• THE TASK:
Copy verbatim the stretch of the article on Ukraine and NATO that begins at the words "In a separate" and stops after "at NATO headquarters.".

• PASSAGE TO READ:
★ ★ ★
Since the war began, the United States has provided about $77 billion in assistance to Ukraine, which includes humanitarian, financial and military aid, according to Blinken. He noted that Washington’s European allies have provided more than $110 billion in support of Kyiv.
‘Ultimate membership’
Ukraine’s path to NATO membership was discussed during Wednesday’s first foreign minister-level meeting of the NATO-Ukraine Council. Blinken also held separate talks with Ukrainian Foreign Minister Dmytro Kuleba.
The top U.S. diplomat said the allies reaffirmed their policy that “Ukraine will become a member of NATO when all allies agree and when conditions are met.”
In a separate press conference, NATO Secretary-General Jens Stoltenberg said the member state laid out recommendations to Ukraine’s reforms.
“Ukraine is closer to NATO than ever before. We will continue to support them on the path to membership and will continue to support Ukraine’s fight for freedom,” Stoltenberg told reporters at NATO headquarters.
The United States is hosting the next NATO summit in Washington from July 9 to 11, 2024. Blinken discussed priorities for the meeting with his counterparts as the alliance celebrates its 75th anniversary next year.
A senior U.S. official told reporters that a significant portion of the discussions leading up to the Washington summit would aim to ensure that Ukraine is making the necessary progress toward “ultimate membership” in NATO “when conditions are right.”
The bloc’s member states have suggested to Ukraine “a set of governance reforms,” including strengthening anti-corruption agencies and authorities.
The NATO-Ukraine Council was inaugurated at the NATO Summit in Vilnius on July 12, with Ukrainian President Volodymyr Zelenskyy and other heads of member governments also in attendance.
It convened for the second time in late July to discuss Black Sea security following Russia’s withdrawal from a deal overseeing grain exports from Ukrainian ports.
The third meeting was held in October to discuss substantial assistance to Ukraine and to ensure Ukraine’s forces are fully interoperable with NATO.
The NATO-Ukraine Council is the joint body where allies and Ukraine sit as equal participants to advance political dialogue.
North Macedonia
Wednesday afternoon, Blinken leads the U.S. delegation to NATO member North Macedonia, which is hosting a meeting of foreign ministers from the Organization for Security and Co-operation in Europe, or OSCE, in its capital, Skopje.
Blinken said he is supporting OSCE’s “determination” to “advance European security,” despite “Russia’s flagrant violations.”
Blinken is slated to hold talks with North Macedonia Foreign Minister Bujar Osmani before heading to the Middle East later in the evening.
Bulgaria has given permission for Russian Foreign Minister Sergei Lavrov’s plane to cross its airspace enroute to Skopje following North Macedonia’s request, allowing him to attend the OSCE ministerial meetings.
This has sparked an immediate outcry from Ukraine and the Baltic nations of Estonia, Latvia and Lithuania, who will boycott the gathering due to Lavrov’s expected attendance.
“We obviously respect every country’s ability to make its decision about whether they should attend or not. We think it’s a useful forum to engage with OSCE members and are going to attend for that reason,” a senior State Department official told reporters on Tuesday.
When asked if Blinken would have any encounter with Lavrov during the OSCE meetings, the official said, “We do not expect one.”
After Skopje, Blinken will make his third trip to the Middle East since Hamas attacked Israel on October 7. The U.S. is seeking an extension of the Israel-Hamas truce to allow more humanitarian aid into Gaza and getting more hostages released.
★ ★ ★
• DATA SUPPLIED:
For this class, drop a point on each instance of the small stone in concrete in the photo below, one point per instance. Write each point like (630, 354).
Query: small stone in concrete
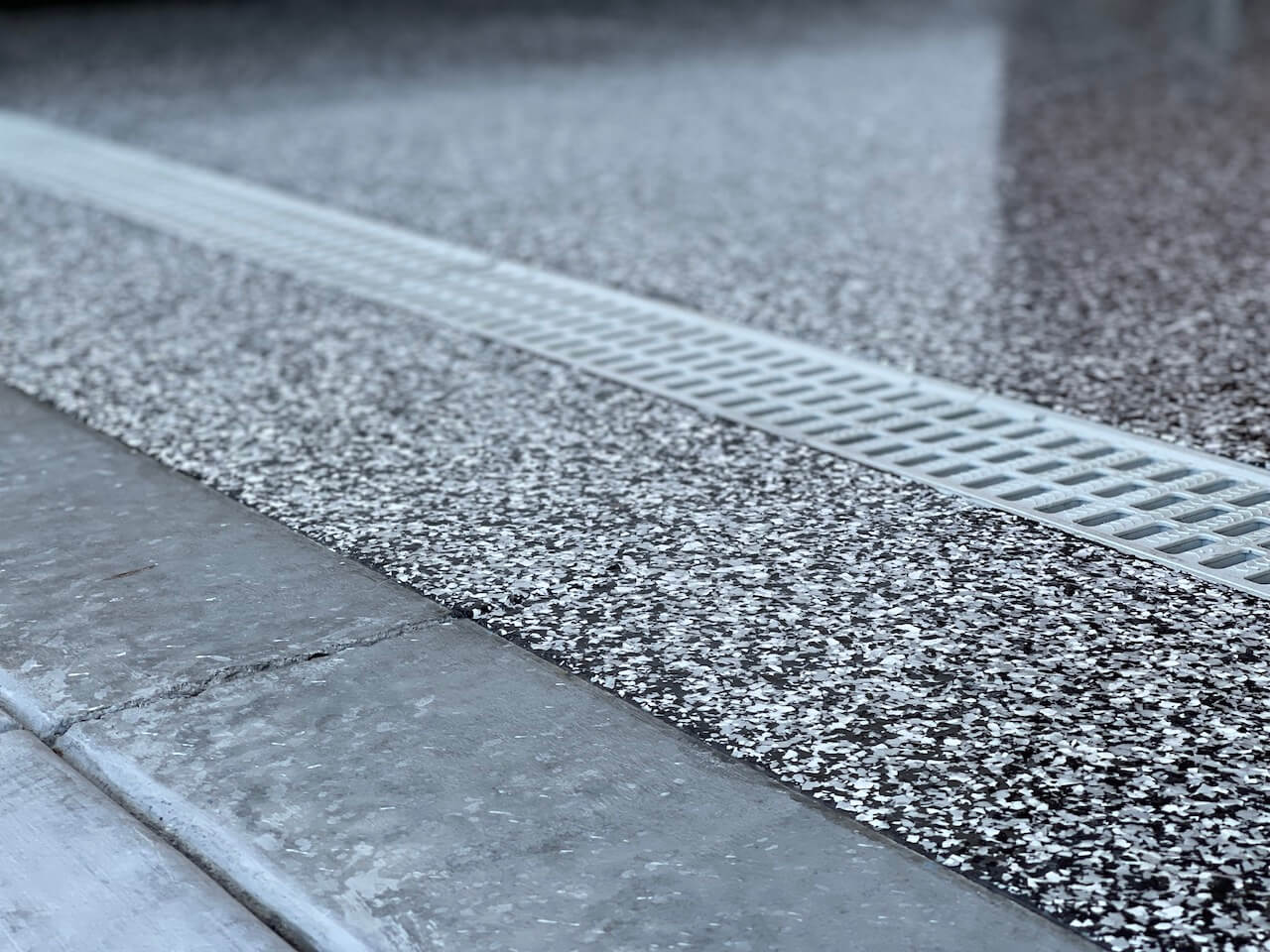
★ ★ ★
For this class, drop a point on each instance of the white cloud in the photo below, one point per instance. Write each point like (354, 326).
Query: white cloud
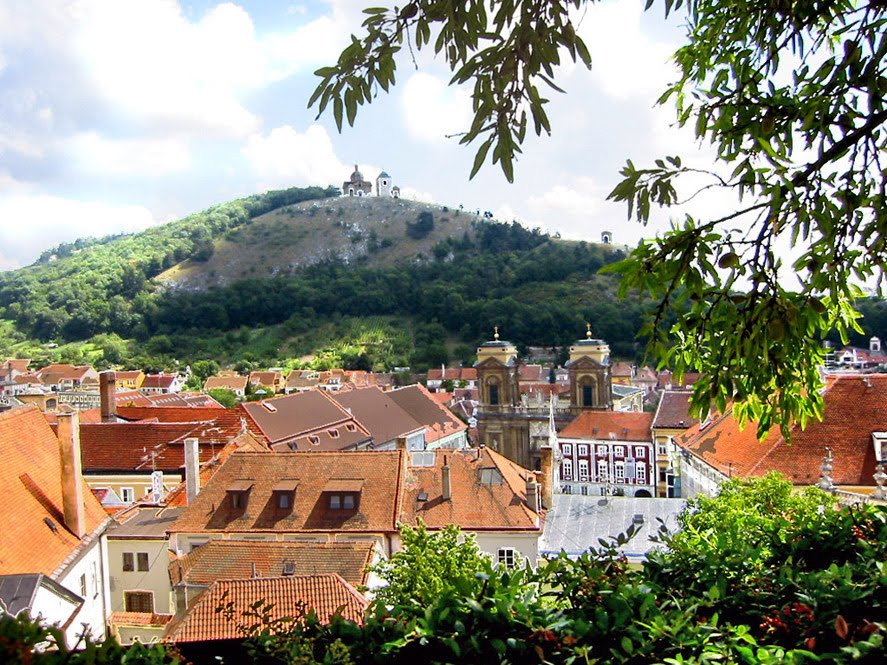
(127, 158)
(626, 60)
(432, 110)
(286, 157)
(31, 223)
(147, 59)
★ ★ ★
• REPLY TO THE TASK:
In a separate press conference, NATO Secretary-General Jens Stoltenberg said the member state laid out recommendations to Ukraine’s reforms.
“Ukraine is closer to NATO than ever before. We will continue to support them on the path to membership and will continue to support Ukraine’s fight for freedom,” Stoltenberg told reporters at NATO headquarters.